TASK DESCRIPTION:
Transcribe each entry exactly; skip the images.

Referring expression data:
• • •

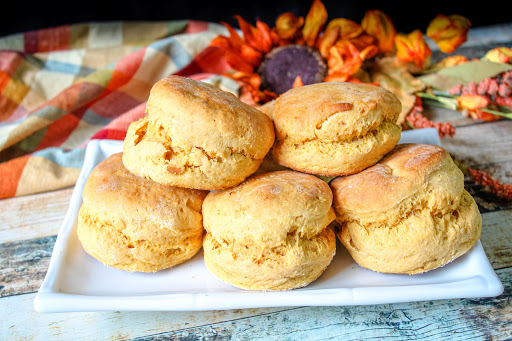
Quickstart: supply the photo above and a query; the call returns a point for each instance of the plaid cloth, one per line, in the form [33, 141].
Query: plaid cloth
[61, 87]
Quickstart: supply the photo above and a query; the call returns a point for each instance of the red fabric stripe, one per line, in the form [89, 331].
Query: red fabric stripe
[211, 60]
[11, 173]
[125, 69]
[58, 132]
[196, 26]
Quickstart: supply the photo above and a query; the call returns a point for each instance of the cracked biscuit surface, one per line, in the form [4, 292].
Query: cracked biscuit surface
[135, 224]
[407, 214]
[272, 232]
[196, 136]
[334, 128]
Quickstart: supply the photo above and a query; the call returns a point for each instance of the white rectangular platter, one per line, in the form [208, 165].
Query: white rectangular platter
[77, 282]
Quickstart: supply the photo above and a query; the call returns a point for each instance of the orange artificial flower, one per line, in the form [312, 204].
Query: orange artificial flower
[238, 54]
[315, 21]
[412, 48]
[259, 37]
[453, 60]
[380, 26]
[288, 26]
[499, 55]
[297, 83]
[448, 32]
[473, 102]
[338, 29]
[343, 61]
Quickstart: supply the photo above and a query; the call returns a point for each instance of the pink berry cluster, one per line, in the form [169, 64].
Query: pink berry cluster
[497, 89]
[417, 120]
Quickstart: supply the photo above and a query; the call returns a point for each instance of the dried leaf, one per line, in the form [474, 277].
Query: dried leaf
[473, 71]
[412, 48]
[315, 21]
[288, 26]
[393, 76]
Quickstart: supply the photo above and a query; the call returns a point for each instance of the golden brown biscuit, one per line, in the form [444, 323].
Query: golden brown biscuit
[407, 214]
[334, 128]
[135, 224]
[271, 232]
[196, 136]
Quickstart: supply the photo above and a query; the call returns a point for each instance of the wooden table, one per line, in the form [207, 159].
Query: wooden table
[29, 225]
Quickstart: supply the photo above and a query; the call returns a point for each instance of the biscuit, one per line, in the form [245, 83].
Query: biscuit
[334, 128]
[271, 232]
[407, 214]
[135, 224]
[196, 136]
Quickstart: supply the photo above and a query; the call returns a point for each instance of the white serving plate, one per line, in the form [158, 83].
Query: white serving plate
[77, 282]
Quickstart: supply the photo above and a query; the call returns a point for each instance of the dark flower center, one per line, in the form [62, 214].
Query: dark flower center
[282, 65]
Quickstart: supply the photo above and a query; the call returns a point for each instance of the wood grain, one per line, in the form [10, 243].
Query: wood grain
[33, 216]
[465, 319]
[23, 265]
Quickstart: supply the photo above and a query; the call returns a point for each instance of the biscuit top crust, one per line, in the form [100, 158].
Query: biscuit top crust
[118, 194]
[333, 111]
[199, 114]
[408, 171]
[269, 207]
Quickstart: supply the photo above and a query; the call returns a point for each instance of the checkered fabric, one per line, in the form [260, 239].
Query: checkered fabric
[62, 87]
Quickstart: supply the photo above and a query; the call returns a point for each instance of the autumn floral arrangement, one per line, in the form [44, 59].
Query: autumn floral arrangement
[268, 61]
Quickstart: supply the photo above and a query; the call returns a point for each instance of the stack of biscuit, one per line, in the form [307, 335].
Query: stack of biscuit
[204, 169]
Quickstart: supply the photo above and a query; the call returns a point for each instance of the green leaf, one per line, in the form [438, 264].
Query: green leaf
[440, 101]
[498, 113]
[475, 71]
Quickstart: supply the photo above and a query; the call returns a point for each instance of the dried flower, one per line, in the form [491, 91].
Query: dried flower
[412, 48]
[315, 21]
[379, 25]
[499, 55]
[448, 32]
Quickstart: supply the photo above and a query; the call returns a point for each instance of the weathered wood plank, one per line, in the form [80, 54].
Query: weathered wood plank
[33, 216]
[466, 319]
[487, 147]
[480, 319]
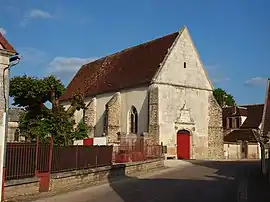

• • •

THE ANSWER:
Quickstart: supply the photo above and a query; the call returns a point for each instance of the plaid cloth, one per line, in the form [33, 141].
Query: plaid cloth
[61, 87]
Quickstart: supply the photo above and a query; the call returns a point for each instance of the red fabric stripe, one per line, in the form [89, 331].
Query: red fabric stripe
[211, 60]
[11, 173]
[125, 69]
[58, 132]
[196, 26]
Quickstart: supply the photo above and a query; the call returns a point for each instance of the cracked biscuit surface, one per line, in the form [4, 292].
Query: cracked biscuit surface
[135, 224]
[407, 214]
[272, 232]
[196, 136]
[334, 128]
Quickstart: supply the photo above and a query; the call returns a point for each instance of the white rectangular platter, one per line, in the form [208, 165].
Query: white rectangular platter
[77, 282]
Quickstart: supply the photo above and a query; the call returns a point for each instance of the orange artificial flower, one per line, in the form [312, 204].
Query: orange artificial flower
[238, 54]
[315, 21]
[412, 48]
[259, 37]
[453, 60]
[380, 26]
[288, 26]
[499, 55]
[297, 83]
[448, 32]
[473, 102]
[338, 29]
[343, 61]
Quickstart: supply the photo above and a query; the call returns a point for each instance of the pink berry cluster, one per line, in the form [169, 64].
Query: pink berry cluster
[497, 89]
[417, 120]
Quickstart: supply the photo above and a query; the call returns a point for each instance of the dried leaf, one per line, in the form [474, 277].
Query: dried leaf
[473, 71]
[412, 48]
[315, 21]
[288, 26]
[393, 76]
Quickstart: supply the photo above and a query; the call returns a point for each instance of the golden brown biscuit, one per line, in the form [444, 323].
Query: golden brown biscuit
[407, 214]
[334, 128]
[135, 224]
[271, 232]
[196, 136]
Quickstart: supply the photo above and a query; the call returns a point for each instance of the wooden table, one per line, in the form [207, 159].
Query: wooden table
[29, 225]
Quickstart: supply the photo above and a query; the call returns a point for each instance of the biscuit, one per line, in the form [245, 83].
Query: biscuit
[334, 128]
[271, 232]
[407, 214]
[135, 224]
[196, 136]
Quickstart: supply the photo above and a query; the call returns a point for each instance of the white serving plate, one per line, in the form [158, 83].
Query: white serving plate
[77, 282]
Quickstart: supply the photo above and a query; the call returns a point for each instance of the dark flower center, one per line, in the form [62, 214].
Query: dark flower center
[282, 65]
Quickstart: supply the photo above and a query; the call returns a point for each instance of the wood grain, one per line, in the form [10, 243].
Query: wood grain
[33, 216]
[465, 319]
[23, 265]
Quickstart: supply the photo above and a query; the call returns a point for each instance of the biscuit top crust, one per line, in the form [100, 158].
Query: biscuit top crust
[118, 194]
[333, 111]
[199, 114]
[408, 171]
[269, 207]
Quickstart: supply the photo above and a query; the call returns a point for each instance of the checkered fabric, one per line, in the form [260, 239].
Query: checkered fabric
[62, 87]
Quickstart: supply the photo above and a query; the call returns a point for each instance of the autumn floral arrangement, one per line, in the form [44, 59].
Query: autumn floral arrangement
[268, 61]
Quickstart: supply the photo above and a query; the call returns a point for each instance of the stack of biscuit, one per line, in the form [307, 335].
Query: stack of biscuit
[204, 169]
Quickstart: supply the photo above and a query; the call returns a point for each instance of the green leaf, one per line, in the form [438, 264].
Query: green leaf
[440, 101]
[498, 113]
[475, 71]
Quickstart: supply the photo above and a query; the call returns a point for each instance of the dried flower, one per line, in the form [491, 91].
Query: dried flower
[412, 48]
[315, 21]
[379, 25]
[499, 55]
[448, 32]
Quickstart: supply the photo above and a query; the call returns a point for each instance of the weathered wood plank, one per line, in the form [80, 54].
Query: weathered wood plank
[33, 216]
[466, 319]
[487, 147]
[480, 319]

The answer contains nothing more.